**Task statement:** Copy word for word, please, the lines of the entries below running from the one containing "column 677, row 740" to the one containing "column 1190, row 127", both ends included.
**** The data
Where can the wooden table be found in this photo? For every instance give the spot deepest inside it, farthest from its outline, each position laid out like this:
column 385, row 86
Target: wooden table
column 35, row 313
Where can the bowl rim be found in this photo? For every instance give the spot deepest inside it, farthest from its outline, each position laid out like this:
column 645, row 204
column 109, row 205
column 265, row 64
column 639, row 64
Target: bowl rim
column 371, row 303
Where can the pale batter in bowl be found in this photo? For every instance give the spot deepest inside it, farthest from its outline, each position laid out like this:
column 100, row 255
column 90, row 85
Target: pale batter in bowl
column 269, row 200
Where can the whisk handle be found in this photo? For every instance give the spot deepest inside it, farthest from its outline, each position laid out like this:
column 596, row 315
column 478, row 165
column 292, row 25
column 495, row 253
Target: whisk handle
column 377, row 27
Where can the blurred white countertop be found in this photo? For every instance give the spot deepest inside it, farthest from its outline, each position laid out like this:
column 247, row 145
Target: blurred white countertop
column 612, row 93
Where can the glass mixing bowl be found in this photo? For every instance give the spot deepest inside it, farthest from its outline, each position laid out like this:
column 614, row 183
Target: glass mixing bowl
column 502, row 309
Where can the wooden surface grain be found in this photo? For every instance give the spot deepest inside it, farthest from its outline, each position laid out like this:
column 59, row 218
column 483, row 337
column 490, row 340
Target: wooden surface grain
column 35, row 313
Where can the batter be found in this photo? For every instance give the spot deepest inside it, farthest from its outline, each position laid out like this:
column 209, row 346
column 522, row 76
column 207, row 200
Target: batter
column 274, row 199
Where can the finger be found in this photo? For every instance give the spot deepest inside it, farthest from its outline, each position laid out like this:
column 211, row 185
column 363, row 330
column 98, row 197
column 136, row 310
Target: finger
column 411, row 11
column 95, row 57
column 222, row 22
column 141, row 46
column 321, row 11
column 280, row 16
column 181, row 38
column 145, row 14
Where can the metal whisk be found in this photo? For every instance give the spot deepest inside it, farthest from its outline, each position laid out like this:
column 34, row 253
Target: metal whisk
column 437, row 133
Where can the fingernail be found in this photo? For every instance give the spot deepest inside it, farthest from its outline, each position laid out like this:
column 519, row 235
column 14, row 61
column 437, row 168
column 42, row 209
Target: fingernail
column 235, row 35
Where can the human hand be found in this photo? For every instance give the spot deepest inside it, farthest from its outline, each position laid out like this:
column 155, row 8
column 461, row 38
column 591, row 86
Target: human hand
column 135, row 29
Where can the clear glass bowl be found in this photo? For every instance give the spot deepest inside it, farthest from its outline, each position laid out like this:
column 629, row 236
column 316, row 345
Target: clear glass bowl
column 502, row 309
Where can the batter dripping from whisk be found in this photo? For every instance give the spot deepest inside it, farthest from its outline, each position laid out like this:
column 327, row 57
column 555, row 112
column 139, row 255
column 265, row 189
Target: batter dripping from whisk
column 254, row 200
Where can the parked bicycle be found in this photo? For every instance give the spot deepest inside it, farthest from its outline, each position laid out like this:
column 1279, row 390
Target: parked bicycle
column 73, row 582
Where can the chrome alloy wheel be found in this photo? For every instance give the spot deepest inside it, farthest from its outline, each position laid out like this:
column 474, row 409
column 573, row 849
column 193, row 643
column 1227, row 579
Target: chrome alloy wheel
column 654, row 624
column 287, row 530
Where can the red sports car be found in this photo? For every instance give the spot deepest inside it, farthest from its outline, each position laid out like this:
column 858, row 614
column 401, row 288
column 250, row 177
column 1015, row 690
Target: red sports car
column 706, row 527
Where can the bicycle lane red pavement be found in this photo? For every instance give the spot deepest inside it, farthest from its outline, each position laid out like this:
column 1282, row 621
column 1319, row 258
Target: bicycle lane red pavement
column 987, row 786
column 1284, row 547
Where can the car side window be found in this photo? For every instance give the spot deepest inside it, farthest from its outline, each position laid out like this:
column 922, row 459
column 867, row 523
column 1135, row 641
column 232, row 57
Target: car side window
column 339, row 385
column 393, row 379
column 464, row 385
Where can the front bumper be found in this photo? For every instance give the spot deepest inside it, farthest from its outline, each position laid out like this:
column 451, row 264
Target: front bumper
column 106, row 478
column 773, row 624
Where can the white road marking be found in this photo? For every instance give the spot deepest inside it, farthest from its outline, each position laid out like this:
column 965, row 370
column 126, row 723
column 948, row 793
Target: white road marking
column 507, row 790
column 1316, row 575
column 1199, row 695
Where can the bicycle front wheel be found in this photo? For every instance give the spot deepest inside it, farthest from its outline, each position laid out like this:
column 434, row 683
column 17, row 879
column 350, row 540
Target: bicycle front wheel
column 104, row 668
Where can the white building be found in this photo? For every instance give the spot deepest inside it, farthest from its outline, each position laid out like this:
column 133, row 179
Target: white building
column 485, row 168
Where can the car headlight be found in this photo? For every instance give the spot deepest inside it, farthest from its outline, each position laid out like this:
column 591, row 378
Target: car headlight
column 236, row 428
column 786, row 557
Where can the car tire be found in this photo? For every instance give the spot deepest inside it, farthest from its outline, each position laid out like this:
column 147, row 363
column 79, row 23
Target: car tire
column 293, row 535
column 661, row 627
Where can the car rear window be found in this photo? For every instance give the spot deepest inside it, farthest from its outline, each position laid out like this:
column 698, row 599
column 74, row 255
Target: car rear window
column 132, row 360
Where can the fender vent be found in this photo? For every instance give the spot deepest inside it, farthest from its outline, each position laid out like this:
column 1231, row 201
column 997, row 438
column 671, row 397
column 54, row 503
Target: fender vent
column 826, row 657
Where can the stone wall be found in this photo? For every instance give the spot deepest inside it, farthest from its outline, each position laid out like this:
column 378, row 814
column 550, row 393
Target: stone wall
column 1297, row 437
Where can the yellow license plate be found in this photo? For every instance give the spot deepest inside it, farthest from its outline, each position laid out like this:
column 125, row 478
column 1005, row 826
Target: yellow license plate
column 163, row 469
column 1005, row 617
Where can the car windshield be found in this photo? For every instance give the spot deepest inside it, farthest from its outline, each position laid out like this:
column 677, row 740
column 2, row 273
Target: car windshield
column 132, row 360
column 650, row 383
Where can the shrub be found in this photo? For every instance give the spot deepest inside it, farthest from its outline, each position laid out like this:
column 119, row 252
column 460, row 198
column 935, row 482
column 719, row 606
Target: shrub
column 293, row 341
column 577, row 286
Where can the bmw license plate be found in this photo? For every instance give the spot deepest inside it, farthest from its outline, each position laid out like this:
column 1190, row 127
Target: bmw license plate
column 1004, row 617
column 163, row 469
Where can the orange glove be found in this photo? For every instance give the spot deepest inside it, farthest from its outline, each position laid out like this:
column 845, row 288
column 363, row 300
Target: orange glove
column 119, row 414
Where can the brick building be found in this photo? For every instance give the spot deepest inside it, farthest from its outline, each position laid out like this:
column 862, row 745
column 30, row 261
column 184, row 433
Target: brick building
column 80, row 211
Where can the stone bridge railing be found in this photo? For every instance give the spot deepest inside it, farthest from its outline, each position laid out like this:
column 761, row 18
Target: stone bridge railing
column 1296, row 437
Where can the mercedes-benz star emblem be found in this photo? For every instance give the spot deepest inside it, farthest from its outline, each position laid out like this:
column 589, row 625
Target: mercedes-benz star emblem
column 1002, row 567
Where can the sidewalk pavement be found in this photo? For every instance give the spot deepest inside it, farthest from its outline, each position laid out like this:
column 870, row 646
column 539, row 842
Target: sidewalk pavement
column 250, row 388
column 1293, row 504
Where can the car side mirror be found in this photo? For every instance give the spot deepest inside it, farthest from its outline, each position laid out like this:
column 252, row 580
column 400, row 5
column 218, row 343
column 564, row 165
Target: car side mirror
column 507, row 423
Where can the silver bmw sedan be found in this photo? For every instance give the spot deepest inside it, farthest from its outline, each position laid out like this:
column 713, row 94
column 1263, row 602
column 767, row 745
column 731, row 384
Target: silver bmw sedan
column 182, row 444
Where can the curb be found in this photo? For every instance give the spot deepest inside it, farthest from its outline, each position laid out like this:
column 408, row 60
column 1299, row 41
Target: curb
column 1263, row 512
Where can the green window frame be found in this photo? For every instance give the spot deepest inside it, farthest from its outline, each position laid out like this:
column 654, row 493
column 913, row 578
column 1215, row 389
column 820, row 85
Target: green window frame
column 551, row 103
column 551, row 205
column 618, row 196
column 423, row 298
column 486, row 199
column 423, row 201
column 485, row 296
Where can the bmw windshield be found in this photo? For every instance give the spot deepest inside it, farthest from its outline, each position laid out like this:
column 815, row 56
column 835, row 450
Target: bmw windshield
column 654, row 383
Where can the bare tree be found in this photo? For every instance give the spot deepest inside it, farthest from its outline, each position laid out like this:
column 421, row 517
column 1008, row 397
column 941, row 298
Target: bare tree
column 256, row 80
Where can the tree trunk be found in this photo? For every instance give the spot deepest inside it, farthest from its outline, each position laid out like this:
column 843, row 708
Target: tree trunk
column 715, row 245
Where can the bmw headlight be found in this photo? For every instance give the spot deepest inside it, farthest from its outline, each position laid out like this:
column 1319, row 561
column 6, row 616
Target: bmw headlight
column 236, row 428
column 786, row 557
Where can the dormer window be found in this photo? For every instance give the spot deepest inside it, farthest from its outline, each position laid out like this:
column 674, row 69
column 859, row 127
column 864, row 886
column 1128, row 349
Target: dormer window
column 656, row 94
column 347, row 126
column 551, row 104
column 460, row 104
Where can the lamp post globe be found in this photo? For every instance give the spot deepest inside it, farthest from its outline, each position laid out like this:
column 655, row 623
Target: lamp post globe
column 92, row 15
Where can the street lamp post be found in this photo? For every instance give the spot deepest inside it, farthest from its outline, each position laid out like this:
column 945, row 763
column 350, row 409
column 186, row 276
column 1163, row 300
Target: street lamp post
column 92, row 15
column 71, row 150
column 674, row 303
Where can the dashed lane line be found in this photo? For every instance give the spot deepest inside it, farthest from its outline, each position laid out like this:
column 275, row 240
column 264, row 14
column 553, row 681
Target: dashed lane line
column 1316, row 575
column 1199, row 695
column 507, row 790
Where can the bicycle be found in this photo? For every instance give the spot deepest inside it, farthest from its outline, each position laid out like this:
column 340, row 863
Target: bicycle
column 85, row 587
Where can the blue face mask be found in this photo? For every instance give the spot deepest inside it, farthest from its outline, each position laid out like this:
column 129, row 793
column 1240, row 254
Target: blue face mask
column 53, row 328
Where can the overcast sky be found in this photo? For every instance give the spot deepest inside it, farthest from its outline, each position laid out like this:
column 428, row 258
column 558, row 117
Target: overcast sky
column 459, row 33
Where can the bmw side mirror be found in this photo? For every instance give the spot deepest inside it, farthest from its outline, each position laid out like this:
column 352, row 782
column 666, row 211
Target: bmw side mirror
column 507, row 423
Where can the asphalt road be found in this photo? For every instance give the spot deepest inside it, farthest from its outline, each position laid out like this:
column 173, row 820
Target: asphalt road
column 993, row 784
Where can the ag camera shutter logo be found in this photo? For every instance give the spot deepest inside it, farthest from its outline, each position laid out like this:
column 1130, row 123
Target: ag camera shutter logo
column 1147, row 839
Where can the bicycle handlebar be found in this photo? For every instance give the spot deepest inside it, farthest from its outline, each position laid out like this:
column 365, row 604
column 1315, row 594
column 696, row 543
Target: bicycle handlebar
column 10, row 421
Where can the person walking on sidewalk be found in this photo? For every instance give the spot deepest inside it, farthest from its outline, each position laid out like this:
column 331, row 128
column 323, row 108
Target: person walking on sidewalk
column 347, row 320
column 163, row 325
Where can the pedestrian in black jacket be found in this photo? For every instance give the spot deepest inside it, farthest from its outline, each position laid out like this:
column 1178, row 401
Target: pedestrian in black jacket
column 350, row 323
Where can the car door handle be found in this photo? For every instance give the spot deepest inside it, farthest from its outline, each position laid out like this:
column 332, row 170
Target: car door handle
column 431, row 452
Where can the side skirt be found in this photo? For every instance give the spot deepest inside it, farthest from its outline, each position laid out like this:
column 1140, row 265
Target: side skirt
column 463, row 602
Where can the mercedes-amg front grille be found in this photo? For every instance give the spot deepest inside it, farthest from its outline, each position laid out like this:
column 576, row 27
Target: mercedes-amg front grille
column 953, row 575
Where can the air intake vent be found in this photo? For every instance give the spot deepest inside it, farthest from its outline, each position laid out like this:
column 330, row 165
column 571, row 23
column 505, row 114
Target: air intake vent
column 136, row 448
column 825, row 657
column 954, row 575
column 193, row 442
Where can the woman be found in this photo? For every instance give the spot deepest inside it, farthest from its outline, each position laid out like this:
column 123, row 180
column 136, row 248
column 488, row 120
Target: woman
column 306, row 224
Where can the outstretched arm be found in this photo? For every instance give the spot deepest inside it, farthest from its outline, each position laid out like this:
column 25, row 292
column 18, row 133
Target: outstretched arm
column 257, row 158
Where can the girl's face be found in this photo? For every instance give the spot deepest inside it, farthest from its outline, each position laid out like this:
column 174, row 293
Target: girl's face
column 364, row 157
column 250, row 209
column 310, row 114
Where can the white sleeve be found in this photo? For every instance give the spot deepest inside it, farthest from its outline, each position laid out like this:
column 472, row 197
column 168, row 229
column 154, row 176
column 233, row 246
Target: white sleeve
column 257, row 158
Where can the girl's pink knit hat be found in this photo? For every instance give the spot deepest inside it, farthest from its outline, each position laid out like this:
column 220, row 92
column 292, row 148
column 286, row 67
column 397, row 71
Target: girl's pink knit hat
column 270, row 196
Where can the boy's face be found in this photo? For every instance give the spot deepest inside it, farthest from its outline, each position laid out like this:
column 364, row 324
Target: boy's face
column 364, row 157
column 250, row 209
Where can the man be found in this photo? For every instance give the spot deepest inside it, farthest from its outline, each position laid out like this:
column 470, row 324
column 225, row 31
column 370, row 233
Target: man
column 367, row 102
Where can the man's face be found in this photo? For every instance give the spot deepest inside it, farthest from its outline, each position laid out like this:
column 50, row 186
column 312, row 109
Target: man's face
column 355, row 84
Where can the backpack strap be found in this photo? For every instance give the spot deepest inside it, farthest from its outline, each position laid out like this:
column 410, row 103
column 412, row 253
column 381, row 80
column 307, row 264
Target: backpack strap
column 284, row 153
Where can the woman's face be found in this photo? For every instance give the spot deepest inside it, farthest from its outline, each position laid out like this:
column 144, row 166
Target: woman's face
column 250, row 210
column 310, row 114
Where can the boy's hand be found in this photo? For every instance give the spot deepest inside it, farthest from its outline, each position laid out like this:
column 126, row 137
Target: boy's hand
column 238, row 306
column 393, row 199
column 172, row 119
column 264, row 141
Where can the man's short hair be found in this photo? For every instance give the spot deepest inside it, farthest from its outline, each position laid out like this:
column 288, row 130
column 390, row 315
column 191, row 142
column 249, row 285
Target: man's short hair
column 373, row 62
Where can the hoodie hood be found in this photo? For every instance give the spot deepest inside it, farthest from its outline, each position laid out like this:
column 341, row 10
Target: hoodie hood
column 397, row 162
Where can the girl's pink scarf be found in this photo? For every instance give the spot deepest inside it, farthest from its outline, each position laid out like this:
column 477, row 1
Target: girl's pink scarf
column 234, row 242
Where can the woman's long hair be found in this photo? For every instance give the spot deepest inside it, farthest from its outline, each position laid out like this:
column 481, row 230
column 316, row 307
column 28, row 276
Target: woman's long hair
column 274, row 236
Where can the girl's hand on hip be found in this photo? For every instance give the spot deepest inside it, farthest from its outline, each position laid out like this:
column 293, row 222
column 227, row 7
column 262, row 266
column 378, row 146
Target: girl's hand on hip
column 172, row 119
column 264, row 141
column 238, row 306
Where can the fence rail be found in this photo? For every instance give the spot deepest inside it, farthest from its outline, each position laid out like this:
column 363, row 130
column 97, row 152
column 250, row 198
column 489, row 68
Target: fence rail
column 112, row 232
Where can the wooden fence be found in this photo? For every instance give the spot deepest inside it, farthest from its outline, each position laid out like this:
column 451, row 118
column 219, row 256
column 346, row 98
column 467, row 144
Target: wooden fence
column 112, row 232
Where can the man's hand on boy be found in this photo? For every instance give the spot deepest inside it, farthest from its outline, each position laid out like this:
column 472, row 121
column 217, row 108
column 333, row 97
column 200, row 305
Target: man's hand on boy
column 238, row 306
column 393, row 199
********
**Your solution:**
column 677, row 740
column 2, row 273
Target: car windshield
column 132, row 360
column 650, row 383
Where can the shrub be found in this photo? For every instance give the spot deepest inside it, farthest from its outline, each position laid out like this:
column 119, row 252
column 460, row 198
column 935, row 482
column 719, row 606
Target: shrub
column 293, row 341
column 577, row 286
Where can the bmw license plate be found in this photo? For every instance give the spot deepest inside it, farthest from its outline, each position laid out like this:
column 1190, row 127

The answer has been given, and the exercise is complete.